Start of Provided passage

SUGGESTED ROSAFLORA ESSENCES TO TAKE FOR SUPPORT:
Take 4-7 drops of the essence (Dosage Strength) under your tongue or apply to solar plexus and heart chakras:
Formulas: Love Source, Share Love, Self-Love and Peace, Open Heart
Rose Flower Essences: 'Fair Bianca', 'Sea Pearl', 'Evelyn', 'Tineke', 'Double Delight'
This last stage of the Mystic Rose, the Watcher on the Hills, serves as a centering meditation, after all the expression and emotional release. A lot of space has been opened up in the past two weeks and you now have an even greater capacity for silence, peace, and spiritual nurturing.
For a total of three hours each day, you will alternate sitting silently, witnessing your thoughts and emotions, as if you are what Osho called "a Watcher on the Hills," with short intervals of gentle dancing. You'll need a comfortable place, loose-fitting clothing, and some of your favorite relaxing, soft dance music.
Choose a quiet place where you'll be comfortable and undisturbed. Sitting either on the floor or in a chair, head and back straight but not rigid, with eyes closed, just breathe naturally and relax. Become a witness to whatever is passing by, a "Watcher on the Hills." It doesn't matter what you're watching; it's the process that's the meditation. Try not to become identified with or lost in any particular thoughts or feelings; just watch, witness.
After sitting for forty-five minutes, put on some gentle music and dance softly for fifteen minutes. Allow your body to find its own movement. Be gentle with yourself but don't get lost in the music. You want to stay aware and continue watching. After fifteen minutes, you'll return to sitting. Repeat this forty-five minute sitting/fifteen-minute dancing cycle twice more for a total of three hours.
The Watcher on the Hills is about awareness, focus, and staying awake. You don't do anything; you just relax, but this is an alert relaxedness. In this week, you are practicing disidentification - the capacity to step back and watch. Let yourself be with the moment and watch whatever is happening. Thoughts, feelings, body movements, outside noises - allow them all to be a part of your awareness without judgement.
We are not used to this doing nothing. This meditation is a way to help us move from doing to being, fromout to in. If you become aware that you've spaced out or gott4en lost in your thoughts, simply come back to the present moment and go back to watching. No judgements, no comparisons, no goal, simply be.
Any time you feel the need to change position, do it with awareness so that it becomes a part of the meditation. Say to yourself, for example, "right now I am moving my let." Then simply watch the thoughts as they pass by, the emotions at they come and go. The mind and the ego will want to make it complicated, but it is not. It is vey simple. Watch, without judgement, and with total acceptance of what is.
And let the mind pass by.
You can imagine yourself as if one would sit high up on a mountain top, watching life pass by with no attachment or involvement.
The first time I did the "Watcher on the Hills" was also the first time that I sat in a silent meditation for any length of time. Believe me, the thought of being just me with my mind for three hours a day for a week was not an exciting prospect. But as is so often the case, the reality was pleasant surprise. I actually found it rather easy to sit and just absorb the changes and insights I'd had over the previous two weeks. The point here is not to close off the mind - in fact my mind was very active - but to learn to watch it and to develop the awareness that we are not, in fact, the mind. We can simply observe what goes on in the mind as if from a distance.
Once we reach that place of watcher or witness or observer, we suddenly see ourselves with more clarity and objectivity. We can look at all the dramas in our lives with perspective and compassion.
Sometimes I think of this as gardening, as taking care of the flowers (intuition and inner wisdom) in our inner gardens. In order to nurture the seedlings we must be watchful of weeds (negative, fearful thoughts and judgements) so that the flowers can come to full bloom. We must also be watchful of intruders who might crush and destroy the flowers. When the gardener is home (watching, observing, but not judging) the flowers are safe and can blossom, offering their beauty and fragrance to whoever passes by.
Becoming a Watcher on the Hills frees us from the supremacy of the mind. It allows our inner wisdom full expression, which then creates the very opening we need for the insight and perspective to create our lives just the way we want them to be.

End of Provided passage
Start of Supplied data

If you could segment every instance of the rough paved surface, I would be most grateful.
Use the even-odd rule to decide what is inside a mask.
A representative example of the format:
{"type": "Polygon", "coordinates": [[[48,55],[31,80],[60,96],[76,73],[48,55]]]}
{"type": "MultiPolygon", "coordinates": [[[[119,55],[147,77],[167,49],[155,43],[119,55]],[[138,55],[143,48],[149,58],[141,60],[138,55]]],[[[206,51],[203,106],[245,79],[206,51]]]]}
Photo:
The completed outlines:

End of Supplied data

*Problems to solve*:
A. List every rose flower essence that the meditation text names.
B. Repeat the part of the meditation text starting with "SUGGESTED ROSAFLORA ESSENCES" and going on through "and spiritual nurturing.".

*Exercise results*:
A. 'Fair Bianca', 'Sea Pearl', 'Evelyn', 'Tineke', 'Double Delight'

B.
SUGGESTED ROSAFLORA ESSENCES TO TAKE FOR SUPPORT:
Take 4-7 drops of the essence (Dosage Strength) under your tongue or apply to solar plexus and heart chakras:
Formulas: Love Source, Share Love, Self-Love and Peace, Open Heart
Rose Flower Essences: 'Fair Bianca', 'Sea Pearl', 'Evelyn', 'Tineke', 'Double Delight'
This last stage of the Mystic Rose, the Watcher on the Hills, serves as a centering meditation, after all the expression and emotional release. A lot of space has been opened up in the past two weeks and you now have an even greater capacity for silence, peace, and spiritual nurturing.